EXTRACT TO READ.
┌──
Friday, 10 April 2015

False Discovery Rate vs p-values

The problem with p-values are they are just based on an aside made by Fisher who said that any data that was more than 2 standard deviations away from the mean would be unusual. So the cult of the p-value was born.

If you look at Bayesian analysis of a rare disease (rare is less than 1 case in 10,000) where you have a test that is correct 99% of the time for true positives and also has a false positive rate of 1% (p-value) then you will still have a large number of cases where you identify the disease where it isn't actually present.

So for examples in a population of 1,000,000 you may have 100 cases of which your very good test finds 99 and only misses one. But it also finds 9999 cases that are not actually real. You false cases vastly outnumber your real cases. So if you are diagnosed your probability of having the disease is 99/10098, or less than 0.1% and that is with a p-value of 0.01!

The same thing happens if I do multiple tests. If I set a p-value of 0.05 which is quite typical there is a 1/20 chance of seeing a result when it is not there. So if I do 20 tests on average 1 of them will show significance. This is easily corrected by Bonferroni's method amongst others.

In genetic analysis you get complex problems with tens of thousands of variables that are all tested simultaneously. You also have massively under-powered studies because your sample numbers are small and so, sample size << number of variables. So you will always be doing many more tests than are justified by the resulting data and you will almost always be over-fitting the model.

This is why the false discovery rate is so important in genetic analysis but really when you look deeply at this it will still mean that even with careful use of FDR most genetic results from big data experiments will turn out to be wrong.

Here are the professionals talking about false discovery rates.
Selective Inference and False Discovery Rate I
Selective Inference and False Discovery Rate II
Estimating Local False Discovery Rate in Differential Expression
Interpreting p and q values in Genetic Analysis

Friday, 20 March 2015

Science free Science

When I started protein modelling we studied one protein at a time and tried to work out in detail how it functioned and what it did and each lab was a world leader in that protein. Then along came high-throughput and structural genomics.

In some ways this was good as we had missed all the connections but it also means that a lot of specialist expertise was lost and detailed studies that did not have the high-throughput angle were not funded. Losing that expertise was bad, we lost expertise on transcription factors and individual protein family databases disappeared to be replaced by the EBI and NCBI monoliths.

Then once these early big data adopters, bioinformaticians as we called them then found that they were still missing the connections that high-throughput was supposed to give them the new buzz became systems biology. Really this was just dusting off the work of Bertalanffy and others who had tried before but were data poor and so couldn't find any solutions. I was at a meeting about Systems Biology at Exeter and there was one glum group the biological phenotype researchers. They had been doing systems biology all the time and now they were going to be bull-dozed over by the bioinformatics revolution as the big data people with no local expertise demolished their field and took all the funding. The perfect analogy is the local stall (Mon and Pop store for US readers) when Wall-mart arrives. So another field got concreted over by the bioinformatics juggernaut. The real sense of systems biology was lost and it failed because what is needed was a paradigm shift in the way of thinking and big data is rooted in reductionism and computability

Now they want to get big data from health services because despite all of this analysis and all the work of the last 2 decades we still have no idea what we are doing and we haven't cured cancer. So now the bioinformaticians are moving into health-care data. Now they are going to concrete over the public health specialists and epidemiologists as all the big money is going to be directed into these monolithic projects that will yet again fail to find a cure for cancer or understand how living things work.
└──
SUPPLIED DATA.
┌──
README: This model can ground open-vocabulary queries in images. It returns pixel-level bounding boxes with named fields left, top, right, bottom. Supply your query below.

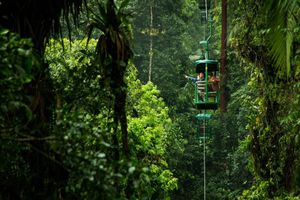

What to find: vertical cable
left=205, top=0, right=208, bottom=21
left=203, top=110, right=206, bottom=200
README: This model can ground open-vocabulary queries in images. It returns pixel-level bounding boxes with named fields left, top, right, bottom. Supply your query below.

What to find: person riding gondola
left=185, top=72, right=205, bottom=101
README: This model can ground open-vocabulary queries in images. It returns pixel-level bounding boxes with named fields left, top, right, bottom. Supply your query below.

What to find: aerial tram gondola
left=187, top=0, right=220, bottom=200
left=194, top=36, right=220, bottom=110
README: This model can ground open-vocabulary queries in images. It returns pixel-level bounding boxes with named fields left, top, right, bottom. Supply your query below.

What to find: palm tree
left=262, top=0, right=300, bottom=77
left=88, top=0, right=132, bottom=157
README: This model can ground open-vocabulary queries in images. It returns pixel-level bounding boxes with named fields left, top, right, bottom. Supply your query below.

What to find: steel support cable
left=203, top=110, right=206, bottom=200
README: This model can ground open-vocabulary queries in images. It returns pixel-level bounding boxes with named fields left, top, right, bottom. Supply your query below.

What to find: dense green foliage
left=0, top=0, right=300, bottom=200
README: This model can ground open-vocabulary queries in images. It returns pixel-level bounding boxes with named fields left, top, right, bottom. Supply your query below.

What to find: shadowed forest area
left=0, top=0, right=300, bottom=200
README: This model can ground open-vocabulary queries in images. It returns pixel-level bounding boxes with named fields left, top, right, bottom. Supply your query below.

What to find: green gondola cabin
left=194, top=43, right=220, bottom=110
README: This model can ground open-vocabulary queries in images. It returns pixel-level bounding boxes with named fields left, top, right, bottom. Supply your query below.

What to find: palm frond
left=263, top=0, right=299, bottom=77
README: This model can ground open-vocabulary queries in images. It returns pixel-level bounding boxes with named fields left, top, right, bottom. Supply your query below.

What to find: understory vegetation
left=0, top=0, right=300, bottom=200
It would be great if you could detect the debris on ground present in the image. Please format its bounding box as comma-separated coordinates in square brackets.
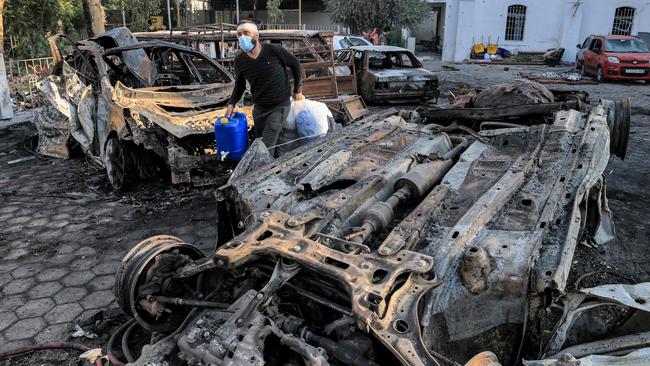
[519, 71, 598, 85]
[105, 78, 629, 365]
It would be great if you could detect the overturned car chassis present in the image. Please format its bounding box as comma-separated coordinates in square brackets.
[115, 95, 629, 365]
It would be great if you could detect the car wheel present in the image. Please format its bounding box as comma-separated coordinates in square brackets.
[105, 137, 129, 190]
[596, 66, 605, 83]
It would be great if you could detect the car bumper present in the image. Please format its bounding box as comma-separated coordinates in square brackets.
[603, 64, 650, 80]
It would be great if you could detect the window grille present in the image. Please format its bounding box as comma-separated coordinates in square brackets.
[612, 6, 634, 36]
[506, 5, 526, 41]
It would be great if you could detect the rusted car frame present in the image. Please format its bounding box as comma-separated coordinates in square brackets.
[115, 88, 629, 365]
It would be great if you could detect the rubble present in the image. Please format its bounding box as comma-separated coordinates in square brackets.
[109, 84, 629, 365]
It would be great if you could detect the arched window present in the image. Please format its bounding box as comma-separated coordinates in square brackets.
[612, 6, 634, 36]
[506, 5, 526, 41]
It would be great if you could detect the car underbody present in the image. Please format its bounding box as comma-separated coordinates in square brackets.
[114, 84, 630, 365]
└──
┌──
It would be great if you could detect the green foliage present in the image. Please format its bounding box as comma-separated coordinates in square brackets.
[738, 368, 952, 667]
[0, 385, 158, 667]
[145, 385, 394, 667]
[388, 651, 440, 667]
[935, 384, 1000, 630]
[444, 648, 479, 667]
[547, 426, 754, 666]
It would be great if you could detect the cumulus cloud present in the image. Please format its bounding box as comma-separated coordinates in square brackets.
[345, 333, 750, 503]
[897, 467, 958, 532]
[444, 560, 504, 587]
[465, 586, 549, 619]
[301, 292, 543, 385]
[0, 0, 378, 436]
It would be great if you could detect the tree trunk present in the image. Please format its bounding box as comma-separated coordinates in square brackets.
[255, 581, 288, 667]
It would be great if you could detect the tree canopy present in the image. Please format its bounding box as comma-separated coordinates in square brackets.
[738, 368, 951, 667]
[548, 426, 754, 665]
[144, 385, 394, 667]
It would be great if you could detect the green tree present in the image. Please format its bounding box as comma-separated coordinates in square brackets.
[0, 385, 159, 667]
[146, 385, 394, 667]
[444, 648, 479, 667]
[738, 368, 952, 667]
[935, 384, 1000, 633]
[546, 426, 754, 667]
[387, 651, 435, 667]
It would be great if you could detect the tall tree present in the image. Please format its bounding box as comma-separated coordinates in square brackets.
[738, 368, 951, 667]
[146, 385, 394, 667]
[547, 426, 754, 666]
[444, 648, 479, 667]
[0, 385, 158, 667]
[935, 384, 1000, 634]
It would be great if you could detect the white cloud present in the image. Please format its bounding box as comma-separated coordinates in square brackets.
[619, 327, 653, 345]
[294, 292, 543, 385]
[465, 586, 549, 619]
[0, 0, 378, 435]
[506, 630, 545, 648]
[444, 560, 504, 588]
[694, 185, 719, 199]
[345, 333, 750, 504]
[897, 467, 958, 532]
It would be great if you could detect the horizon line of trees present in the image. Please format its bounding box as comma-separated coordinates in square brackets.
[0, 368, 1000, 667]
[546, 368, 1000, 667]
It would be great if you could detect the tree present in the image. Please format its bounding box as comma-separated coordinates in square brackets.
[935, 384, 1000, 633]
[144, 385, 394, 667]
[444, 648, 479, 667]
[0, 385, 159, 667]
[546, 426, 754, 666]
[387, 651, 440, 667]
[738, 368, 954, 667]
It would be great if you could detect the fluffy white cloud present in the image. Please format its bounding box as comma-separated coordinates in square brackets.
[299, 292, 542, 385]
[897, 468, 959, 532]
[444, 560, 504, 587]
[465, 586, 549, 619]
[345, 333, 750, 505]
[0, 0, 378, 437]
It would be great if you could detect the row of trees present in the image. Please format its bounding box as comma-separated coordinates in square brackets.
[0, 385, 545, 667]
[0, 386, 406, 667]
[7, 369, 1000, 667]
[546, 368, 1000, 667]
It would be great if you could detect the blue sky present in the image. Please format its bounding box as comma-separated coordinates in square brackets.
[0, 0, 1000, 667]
└──
WORK TASK. Reproduce the stretch of the blog page above from "When I started" through "and NCBI monoliths.", word for word.

RESPONSE TO THE EXERCISE.
When I started protein modelling we studied one protein at a time and tried to work out in detail how it functioned and what it did and each lab was a world leader in that protein. Then along came high-throughput and structural genomics.

In some ways this was good as we had missed all the connections but it also means that a lot of specialist expertise was lost and detailed studies that did not have the high-throughput angle were not funded. Losing that expertise was bad, we lost expertise on transcription factors and individual protein family databases disappeared to be replaced by the EBI and NCBI monoliths.